All entries below are to be returned in full, exactly as they stand.

> DATASET EXTRACT:
◇ ◇ ◇ ◇ ◇ ◇ ◇

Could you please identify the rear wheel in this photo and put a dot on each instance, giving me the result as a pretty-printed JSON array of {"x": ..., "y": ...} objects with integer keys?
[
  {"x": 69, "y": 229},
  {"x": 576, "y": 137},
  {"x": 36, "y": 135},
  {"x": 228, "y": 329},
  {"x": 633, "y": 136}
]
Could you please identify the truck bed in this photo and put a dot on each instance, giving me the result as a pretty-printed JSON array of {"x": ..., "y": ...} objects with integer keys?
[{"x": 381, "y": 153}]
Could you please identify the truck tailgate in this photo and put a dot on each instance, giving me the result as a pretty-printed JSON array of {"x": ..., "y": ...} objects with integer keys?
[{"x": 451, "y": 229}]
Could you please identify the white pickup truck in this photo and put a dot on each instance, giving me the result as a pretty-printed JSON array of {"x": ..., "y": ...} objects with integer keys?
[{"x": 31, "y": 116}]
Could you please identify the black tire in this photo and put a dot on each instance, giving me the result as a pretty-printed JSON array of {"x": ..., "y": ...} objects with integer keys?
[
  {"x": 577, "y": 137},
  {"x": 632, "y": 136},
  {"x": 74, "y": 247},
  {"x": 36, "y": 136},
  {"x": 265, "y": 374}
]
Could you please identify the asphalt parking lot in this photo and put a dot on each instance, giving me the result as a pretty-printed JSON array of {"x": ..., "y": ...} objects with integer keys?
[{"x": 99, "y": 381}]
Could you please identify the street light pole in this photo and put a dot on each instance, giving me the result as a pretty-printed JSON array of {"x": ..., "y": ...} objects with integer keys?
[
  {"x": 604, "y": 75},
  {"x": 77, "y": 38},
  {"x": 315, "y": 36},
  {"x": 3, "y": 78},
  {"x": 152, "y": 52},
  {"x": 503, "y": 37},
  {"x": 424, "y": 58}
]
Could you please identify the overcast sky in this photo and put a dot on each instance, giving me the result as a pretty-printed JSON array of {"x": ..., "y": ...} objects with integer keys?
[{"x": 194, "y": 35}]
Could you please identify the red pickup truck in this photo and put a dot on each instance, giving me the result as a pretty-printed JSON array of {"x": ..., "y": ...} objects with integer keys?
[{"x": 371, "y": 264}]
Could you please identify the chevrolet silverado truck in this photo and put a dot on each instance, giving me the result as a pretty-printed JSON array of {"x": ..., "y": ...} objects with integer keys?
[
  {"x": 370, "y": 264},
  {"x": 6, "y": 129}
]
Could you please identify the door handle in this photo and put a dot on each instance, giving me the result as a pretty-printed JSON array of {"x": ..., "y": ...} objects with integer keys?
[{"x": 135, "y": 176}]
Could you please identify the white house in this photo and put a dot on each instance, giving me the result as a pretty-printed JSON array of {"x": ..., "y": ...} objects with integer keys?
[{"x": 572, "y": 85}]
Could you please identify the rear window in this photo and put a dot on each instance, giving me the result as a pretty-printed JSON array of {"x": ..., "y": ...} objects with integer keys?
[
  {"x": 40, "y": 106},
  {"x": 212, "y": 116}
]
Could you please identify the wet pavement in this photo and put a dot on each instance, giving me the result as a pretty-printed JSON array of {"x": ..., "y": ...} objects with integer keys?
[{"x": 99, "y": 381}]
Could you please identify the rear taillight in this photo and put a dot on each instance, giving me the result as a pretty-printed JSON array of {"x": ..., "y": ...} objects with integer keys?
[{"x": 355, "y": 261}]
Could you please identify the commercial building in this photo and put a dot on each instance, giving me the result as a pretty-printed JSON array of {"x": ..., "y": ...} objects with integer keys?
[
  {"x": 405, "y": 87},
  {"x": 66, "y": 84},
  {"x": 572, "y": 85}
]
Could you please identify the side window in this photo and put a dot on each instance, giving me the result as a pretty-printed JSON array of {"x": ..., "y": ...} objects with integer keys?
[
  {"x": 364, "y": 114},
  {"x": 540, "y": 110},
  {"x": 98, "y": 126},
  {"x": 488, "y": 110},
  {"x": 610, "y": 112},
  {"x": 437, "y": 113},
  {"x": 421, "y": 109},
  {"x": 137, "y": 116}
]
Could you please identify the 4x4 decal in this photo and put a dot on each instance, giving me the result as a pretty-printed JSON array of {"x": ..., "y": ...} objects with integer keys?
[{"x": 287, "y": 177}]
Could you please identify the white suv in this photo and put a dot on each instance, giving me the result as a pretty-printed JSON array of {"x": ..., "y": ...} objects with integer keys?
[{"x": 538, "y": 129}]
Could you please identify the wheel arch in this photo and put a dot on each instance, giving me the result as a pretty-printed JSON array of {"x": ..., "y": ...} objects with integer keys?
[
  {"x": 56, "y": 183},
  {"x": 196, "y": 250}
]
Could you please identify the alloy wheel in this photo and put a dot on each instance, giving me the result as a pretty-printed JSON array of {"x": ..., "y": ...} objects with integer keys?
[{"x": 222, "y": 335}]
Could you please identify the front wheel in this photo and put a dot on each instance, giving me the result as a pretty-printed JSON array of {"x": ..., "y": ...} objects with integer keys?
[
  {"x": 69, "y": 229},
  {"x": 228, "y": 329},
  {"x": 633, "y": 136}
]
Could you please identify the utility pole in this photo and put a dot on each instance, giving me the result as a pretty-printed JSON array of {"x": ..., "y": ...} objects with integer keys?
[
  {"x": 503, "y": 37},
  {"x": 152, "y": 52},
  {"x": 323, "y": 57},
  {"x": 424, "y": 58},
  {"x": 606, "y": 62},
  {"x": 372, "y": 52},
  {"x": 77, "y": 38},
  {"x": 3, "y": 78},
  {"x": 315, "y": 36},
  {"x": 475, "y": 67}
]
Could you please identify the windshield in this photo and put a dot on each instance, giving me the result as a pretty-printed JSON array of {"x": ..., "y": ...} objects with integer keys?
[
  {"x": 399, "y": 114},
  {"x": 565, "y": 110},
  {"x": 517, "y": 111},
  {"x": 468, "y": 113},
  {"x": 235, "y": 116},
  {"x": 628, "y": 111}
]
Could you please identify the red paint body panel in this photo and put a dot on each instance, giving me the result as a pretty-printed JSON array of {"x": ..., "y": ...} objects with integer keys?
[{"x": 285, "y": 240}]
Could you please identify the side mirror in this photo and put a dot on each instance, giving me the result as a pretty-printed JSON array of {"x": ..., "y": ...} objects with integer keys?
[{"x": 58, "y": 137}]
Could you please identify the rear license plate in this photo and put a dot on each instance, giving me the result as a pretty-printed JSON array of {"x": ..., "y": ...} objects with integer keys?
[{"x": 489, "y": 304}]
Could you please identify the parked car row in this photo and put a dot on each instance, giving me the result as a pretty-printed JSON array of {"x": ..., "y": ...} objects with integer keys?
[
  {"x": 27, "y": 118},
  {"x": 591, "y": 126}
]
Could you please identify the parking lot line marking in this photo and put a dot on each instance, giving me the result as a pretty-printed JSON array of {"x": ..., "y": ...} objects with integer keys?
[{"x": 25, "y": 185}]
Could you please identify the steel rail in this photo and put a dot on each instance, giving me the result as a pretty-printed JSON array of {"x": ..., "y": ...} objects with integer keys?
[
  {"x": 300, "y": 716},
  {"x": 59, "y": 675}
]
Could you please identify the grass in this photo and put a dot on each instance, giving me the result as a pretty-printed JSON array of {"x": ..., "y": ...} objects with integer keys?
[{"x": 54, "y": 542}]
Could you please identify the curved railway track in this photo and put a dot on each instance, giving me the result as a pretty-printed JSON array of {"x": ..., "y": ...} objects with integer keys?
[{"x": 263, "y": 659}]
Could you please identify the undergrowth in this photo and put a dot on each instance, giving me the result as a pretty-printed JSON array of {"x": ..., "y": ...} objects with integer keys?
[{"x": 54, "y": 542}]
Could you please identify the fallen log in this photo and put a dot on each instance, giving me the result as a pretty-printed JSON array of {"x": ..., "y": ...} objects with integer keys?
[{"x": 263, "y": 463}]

◇ ◇ ◇ ◇ ◇ ◇ ◇

> EXERCISE ANSWER:
Could you please identify the rear wheel in this photo and put a dot on each instance, giving me the result as a pretty-printed JSON array of {"x": ..., "y": ...} objects with integer keys?
[
  {"x": 69, "y": 229},
  {"x": 576, "y": 137},
  {"x": 36, "y": 135},
  {"x": 228, "y": 329},
  {"x": 633, "y": 136}
]
Could you please identify the truck bed in this photo and put a dot on each instance, giving me the result as a pretty-printed JSON array of {"x": ..., "y": ...} objects with integer keys?
[{"x": 381, "y": 153}]
Could you please identify the truck tailgate in this photo and put a dot on each instance, giving me the result as a pretty-printed JSON array of {"x": ..., "y": ...} objects with integer keys?
[{"x": 451, "y": 229}]
Could you please identify the white pickup truck in this photo and put a dot on each instance, giving me the result as a pretty-printed JSON array of {"x": ..., "y": ...} objects with integer keys?
[{"x": 31, "y": 116}]
Could you please identify the black tire in this photo and put a dot on each instance, giving me the result as a pretty-printed JSON array of {"x": ..., "y": ...} objects with integer keys?
[
  {"x": 577, "y": 137},
  {"x": 632, "y": 136},
  {"x": 74, "y": 247},
  {"x": 36, "y": 136},
  {"x": 265, "y": 374}
]
Could you please identify the asphalt parking lot in this photo and put a dot on each instance, giving me the result as a pretty-printed JSON array of {"x": ..., "y": ...} objects with integer keys?
[{"x": 99, "y": 381}]
Could you please identify the street light pole in this photo and put a dot on each instance, giving me the result as a pretty-printed JSON array of {"x": ..., "y": ...} objects with integer keys?
[
  {"x": 604, "y": 75},
  {"x": 77, "y": 38},
  {"x": 315, "y": 36},
  {"x": 3, "y": 78},
  {"x": 152, "y": 52},
  {"x": 503, "y": 37},
  {"x": 424, "y": 58}
]
Could you please identify the overcast sky in this photo and put a dot on each instance, giving me the result as a pretty-printed JSON array of {"x": ..., "y": ...} objects with integer keys?
[{"x": 194, "y": 35}]
Could you please identify the red pickup truck in this photo and put a dot on each instance, giving me the result as a pretty-printed JSON array of {"x": ..., "y": ...} objects with integer keys?
[{"x": 371, "y": 264}]
Could you please identify the chevrolet silverado truck in this photo and put a dot on each instance, giving me the result as a pretty-printed JSON array of {"x": ..., "y": ...} objects with integer keys?
[
  {"x": 370, "y": 264},
  {"x": 6, "y": 129}
]
Could you please identify the door handle in this photo and put a dot on each instance, giving me the result as a pretty-printed JSON array of {"x": ..., "y": ...} objects with integer keys?
[{"x": 135, "y": 176}]
Could you please identify the white house in this photo and put a dot on each instance, giving me the result as a pretty-printed JSON array of {"x": ..., "y": ...} objects with integer keys?
[{"x": 572, "y": 85}]
Could you please identify the rear window in this photo and put a dot on each instance, giving me the result as a pretty-printed JSON array of {"x": ..., "y": ...} objects with integer keys?
[
  {"x": 40, "y": 106},
  {"x": 212, "y": 116}
]
Could you please identify the wet pavement in this photo and put a dot on each instance, giving me the result as a pretty-printed JSON array of {"x": ..., "y": ...} objects with integer keys?
[{"x": 99, "y": 381}]
Could you please identify the rear taillight in this photo and put a dot on each instance, giving me the result as a pretty-printed JSON array of {"x": ..., "y": ...} objects with integer keys?
[{"x": 355, "y": 261}]
Could you please identify the commercial building in this photo and put a dot on each instance, giving me the result as a pretty-printed JSON array of {"x": ..., "y": ...} objects with integer keys?
[
  {"x": 405, "y": 87},
  {"x": 66, "y": 84},
  {"x": 572, "y": 85}
]
Could you please identify the side window in this photo and put a dot on each instance, giving me the result as a pretty-printed JSON array of {"x": ..., "y": ...} objects with integer keys?
[
  {"x": 364, "y": 114},
  {"x": 540, "y": 110},
  {"x": 98, "y": 126},
  {"x": 488, "y": 110},
  {"x": 610, "y": 112},
  {"x": 437, "y": 113},
  {"x": 421, "y": 109},
  {"x": 137, "y": 116}
]
Could you please identify the 4x4 decal in this photo and put a dot on each instance, giving me the result as a pretty-printed JSON array of {"x": ..., "y": ...} objects with integer keys?
[{"x": 287, "y": 177}]
Could you please identify the white suv in this photo and put a dot on each instance, giving me the result as a pretty-printed JSON array of {"x": ..., "y": ...} objects with integer keys?
[{"x": 538, "y": 129}]
Could you please identify the wheel arch in this photo and put a dot on each instance, giving me the result as a pretty-printed JSON array of {"x": ..., "y": ...} objects with integer keys?
[
  {"x": 56, "y": 183},
  {"x": 196, "y": 250}
]
Could you please identify the alloy wheel in this photo and put a dot on each instance, giving me the result as a pretty-printed JSON array of {"x": ..., "y": ...} objects with integer keys?
[{"x": 222, "y": 335}]
Could you please identify the front wheel in this photo and put a dot on each instance, giving me the result as a pretty-printed JSON array of {"x": ..., "y": ...} objects with integer keys?
[
  {"x": 69, "y": 229},
  {"x": 228, "y": 329},
  {"x": 633, "y": 136}
]
Could you please identify the utility pole in this photo and put a dot on each instance, giving me the result as a pretty-printed JSON array of {"x": ..., "y": ...} objects with integer keys?
[
  {"x": 503, "y": 37},
  {"x": 152, "y": 52},
  {"x": 323, "y": 57},
  {"x": 424, "y": 58},
  {"x": 606, "y": 62},
  {"x": 372, "y": 52},
  {"x": 77, "y": 38},
  {"x": 3, "y": 78},
  {"x": 315, "y": 36},
  {"x": 475, "y": 67}
]
Could you please identify the windshield in this photo and put a dot on each instance, giving me the result as a pretty-printed JSON array of {"x": ..., "y": ...} objects with integer keys?
[
  {"x": 399, "y": 114},
  {"x": 565, "y": 110},
  {"x": 517, "y": 111},
  {"x": 468, "y": 113},
  {"x": 235, "y": 116},
  {"x": 628, "y": 111}
]
Could you please identify the red paint body panel in this photo and put a dot on each instance, giving me the result as a pretty-printed JSON array of {"x": ..., "y": ...} objects with integer keys?
[{"x": 285, "y": 240}]
Could you please identify the side mirror in this photo and put a dot on each instance, giving me the result as a pretty-printed JSON array of {"x": ..., "y": ...} objects with integer keys?
[{"x": 58, "y": 137}]
Could you please identify the rear license plate in this photo and put a dot on each instance, giving me the result as a pretty-printed JSON array of {"x": ..., "y": ...} objects with integer keys?
[{"x": 489, "y": 304}]
Could you please identify the parked car row in this photo and put a dot on each instance, giving me the result as a pretty-printed JSON array of {"x": ..., "y": ...} objects with integer keys?
[
  {"x": 27, "y": 118},
  {"x": 591, "y": 126}
]
Could you please identify the parking lot line marking in this photo and put a dot on each instance, giving me the result as a pretty-printed JSON array of {"x": ..., "y": ...} objects with integer keys?
[{"x": 25, "y": 185}]
Could you please identify the steel rail in this photo and put a dot on each instance, giving me the result as a pretty-printed JSON array of {"x": ..., "y": ...} objects with integer keys?
[
  {"x": 300, "y": 716},
  {"x": 59, "y": 675}
]
Could you please identify the grass in this photo and put a dot on each instance, giving me the result as a pretty-printed JSON array of {"x": ..., "y": ...} objects with integer keys?
[{"x": 54, "y": 542}]
Could you please identify the curved railway track in this photo and put a dot on each instance, giving me the result as a pretty-printed JSON array of {"x": ..., "y": ...} objects with integer keys?
[{"x": 263, "y": 659}]
Could you please identify the undergrowth in this photo and put a dot on each instance, giving me the result as a pretty-printed JSON array of {"x": ..., "y": ...} objects with integer keys?
[{"x": 54, "y": 542}]
Could you please identify the fallen log in this photo and put a dot on each instance, giving me the result as a pretty-printed JSON array of {"x": ..., "y": ...} objects with integer keys?
[{"x": 263, "y": 463}]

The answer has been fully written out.